Non è casuale che i tentativi di impostare una strategia
di pianificazione e progettualità in un settore in cui
le capacità di formulare tali strategie è fondamentale,
quello dei trasporti, siano naufragati: l'attuazione del vecchio
Piano Generale dei Trasporti è rimasta nel cassetto dei
sogni ed il Cipet, l'organismo di programmazione del settore,
è stato sciolto.
D'altro canto, desta preoccupazione anche l'approccio alle questioni
portuali contenuto nel PGT in corso di elaborazione , che travisa
le richieste di autonomia finanziaria da parte delle Autorità
Portuali: infatti il decentramento fiscale, auspicato dalle Authority,
viene interpretato nel PGT come un'intenzione da parte delle Autorità
Portuali di ridurre il proprio ruolo a quello di agenzia di riscossione
delle imposte.
Questa impostazione denuncia una distorta visione del problema,
se si considera che l'istanza nasce proprio dal confronto con
il Nord Europa, dove i porti sono governati e finanziati direttamente
dalle municipalità.

● SU COSA LAVORARE
Prosegui il brano sulla pianificazione dei trasporti e sulle Autorità Portuali, partendo dopo l'ultima frase riportata. Per questo lavoro i dati non servono.

● MATERIALE RACCOLTO

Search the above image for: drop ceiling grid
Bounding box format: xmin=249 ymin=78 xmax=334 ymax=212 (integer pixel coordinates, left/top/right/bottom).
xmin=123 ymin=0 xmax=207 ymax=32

● SOLUZIONE DELL'ESERCIZIO
Questo non vuol dire che lo sviluppo dei porti debba essere legato
unicamente ai finanziamenti pubblici, ma è chiaro che il
recupero del gap logistico e infrastrutturale che separa ancora
oggi i porti italiani dai competitor del Nord, legato al lungo
periodo di crisi che ha condizionato la portualità italiana,
non può avvenire solo grazie ai proventi dei canoni di
concessione, se si pensa che il piano di investimenti di Assoporti
per i progetti di strutturazione immediata ammonta a oltre 3.500
miliardi di spesa.
Oltretutto è impensabile aumentare oltre l'incidenza dei
canoni sul traffico portuale quando si osservi che a causa dell'inefficienza
del sistema di inoltre terrestre la linea di equidistanza economica
fra i porti italiani e quelli del nord passa per Basilea.
Inoltre l'osservazione contenuta nel PGT circa la scarsa propensione
dei porti italiani a porsi come sistemi-impresa di trasporto e
logistica, sembra poco corretta se si considera che, nella consapevolezza
dell'esigenza imprescindibile di integrare i porti con i sistemi
di trasporto terrestre, le Autorità Portuali hanno chiesto
di poter partecipare direttamente a società di gestione
della logistica e dell'intermodalità, possibilità
successivamente attraverso la legge 30/98.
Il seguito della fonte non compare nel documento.